> **Set of tasks**
A - From the passage on hearing loss and aging, transcribe the stretch from "Hearing Loss and" through "Causes Hearing Loss?".
B - Go on with the passage on hearing loss and aging from the point where it stops.

BEGIN Passage provided

Hearing Loss and Aging (cont.)

What Should I Do?

If you have trouble hearing, see your doctor. Sometimes the diagnosis and treatment can take place in the doctor's office. Or your doctor may refer you to an otolaryngologist (oh-toh-layr-ehn-GOL-luh-jist), a doctor who specializes in the ear, nose, and throat. The otolaryngologist will take a medical history, ask if other family members have hearing problems, do a thorough exam, and suggest any needed tests. You may be referred to an audiologist (aw-dee-AH-luh-jist). Audiologists are health care professionals trained to measure hearing. The audiologist will use an audiometer to test your ability to hear sounds of different pitch and loudness. These tests are painless. Audiologists can help if you need a hearing aid. They can help select the best hearing aid for you and help you learn to get the most from it.

What Causes Hearing Loss?

Hearing loss can have many different causes, including the aging process, ear wax buildup, exposure to very loud noises over a long period of time, viral or bacterial infections, heart conditions or stroke, head injuries, tumors, certain medicines, and heredity.

END Passage provided
BEGIN Data extract

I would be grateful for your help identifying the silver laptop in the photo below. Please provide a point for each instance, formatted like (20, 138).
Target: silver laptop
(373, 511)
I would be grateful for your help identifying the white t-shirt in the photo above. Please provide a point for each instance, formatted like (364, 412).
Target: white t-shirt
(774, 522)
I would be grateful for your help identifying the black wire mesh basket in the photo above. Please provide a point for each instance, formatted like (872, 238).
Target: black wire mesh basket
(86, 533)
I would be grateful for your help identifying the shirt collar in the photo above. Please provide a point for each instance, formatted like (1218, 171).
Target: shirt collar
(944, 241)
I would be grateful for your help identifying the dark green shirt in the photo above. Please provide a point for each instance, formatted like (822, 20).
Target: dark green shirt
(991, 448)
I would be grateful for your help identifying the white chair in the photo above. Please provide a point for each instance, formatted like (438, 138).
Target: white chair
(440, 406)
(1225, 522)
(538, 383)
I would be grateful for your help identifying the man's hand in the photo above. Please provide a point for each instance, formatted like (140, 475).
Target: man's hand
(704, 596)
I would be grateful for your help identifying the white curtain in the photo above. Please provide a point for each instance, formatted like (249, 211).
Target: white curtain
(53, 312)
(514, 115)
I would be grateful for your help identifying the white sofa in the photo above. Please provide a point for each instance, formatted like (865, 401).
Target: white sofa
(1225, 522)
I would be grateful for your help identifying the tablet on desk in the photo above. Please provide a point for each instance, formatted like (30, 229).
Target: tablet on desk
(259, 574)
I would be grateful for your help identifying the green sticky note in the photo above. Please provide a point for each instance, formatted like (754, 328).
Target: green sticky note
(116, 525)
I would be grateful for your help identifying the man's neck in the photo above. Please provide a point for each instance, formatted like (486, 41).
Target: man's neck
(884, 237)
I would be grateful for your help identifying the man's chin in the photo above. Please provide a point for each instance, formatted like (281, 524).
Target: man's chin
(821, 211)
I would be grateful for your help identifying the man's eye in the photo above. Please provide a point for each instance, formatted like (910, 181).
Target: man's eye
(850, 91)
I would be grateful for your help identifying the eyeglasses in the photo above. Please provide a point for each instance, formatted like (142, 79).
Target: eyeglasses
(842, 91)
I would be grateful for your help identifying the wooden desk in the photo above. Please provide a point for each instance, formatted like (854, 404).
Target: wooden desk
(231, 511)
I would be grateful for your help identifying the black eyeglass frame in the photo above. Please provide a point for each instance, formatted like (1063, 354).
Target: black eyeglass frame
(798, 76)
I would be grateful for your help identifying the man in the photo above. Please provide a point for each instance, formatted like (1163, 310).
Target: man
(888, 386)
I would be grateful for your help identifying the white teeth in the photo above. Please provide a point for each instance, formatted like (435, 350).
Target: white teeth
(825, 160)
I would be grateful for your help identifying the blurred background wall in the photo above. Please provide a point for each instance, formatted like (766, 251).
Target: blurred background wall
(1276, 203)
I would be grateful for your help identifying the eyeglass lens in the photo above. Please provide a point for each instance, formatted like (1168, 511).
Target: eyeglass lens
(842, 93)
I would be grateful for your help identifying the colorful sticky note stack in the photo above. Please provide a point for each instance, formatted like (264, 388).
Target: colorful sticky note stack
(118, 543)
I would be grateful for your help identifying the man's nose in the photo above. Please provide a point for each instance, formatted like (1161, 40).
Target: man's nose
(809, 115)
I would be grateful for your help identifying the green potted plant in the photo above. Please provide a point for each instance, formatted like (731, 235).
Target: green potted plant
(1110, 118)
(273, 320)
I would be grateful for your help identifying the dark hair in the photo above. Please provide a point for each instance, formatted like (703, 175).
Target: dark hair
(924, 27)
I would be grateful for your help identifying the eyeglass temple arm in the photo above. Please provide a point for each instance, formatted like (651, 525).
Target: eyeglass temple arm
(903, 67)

END Data extract

> **Answers for each item**
A -
Hearing Loss and Aging (cont.)

What Should I Do?

If you have trouble hearing, see your doctor. Sometimes the diagnosis and treatment can take place in the doctor's office. Or your doctor may refer you to an otolaryngologist (oh-toh-layr-ehn-GOL-luh-jist), a doctor who specializes in the ear, nose, and throat. The otolaryngologist will take a medical history, ask if other family members have hearing problems, do a thorough exam, and suggest any needed tests. You may be referred to an audiologist (aw-dee-AH-luh-jist). Audiologists are health care professionals trained to measure hearing. The audiologist will use an audiometer to test your ability to hear sounds of different pitch and loudness. These tests are painless. Audiologists can help if you need a hearing aid. They can help select the best hearing aid for you and help you learn to get the most from it.

What Causes Hearing Loss?

B -
What Different Types of Hearing Loss Are There?

Presbycusis (prez-bee-KYOO-sis) is age-related hearing loss. It becomes more common in people as they get older. People with this kind of hearing loss may have a hard time hearing what others are saying or may be unable to stand loud sounds. The decline is slow. Just as hair turns gray at different rates, presbycusis can develop at different rates. It can be caused by sensorineural (sen-soh-ree-NOO-ruhl) hearing loss. This type of hearing loss results from damage to parts of the inner ear, the auditory nerve, or hearing pathways in the brain. Presbycusis may be caused by aging, loud noise, heredity, head injury, infection, illness, certain prescription drugs, and circulation problems such as high blood pressure. The degree of hearing loss varies from person to person. Also, a person can have a different amount of hearing loss in each ear.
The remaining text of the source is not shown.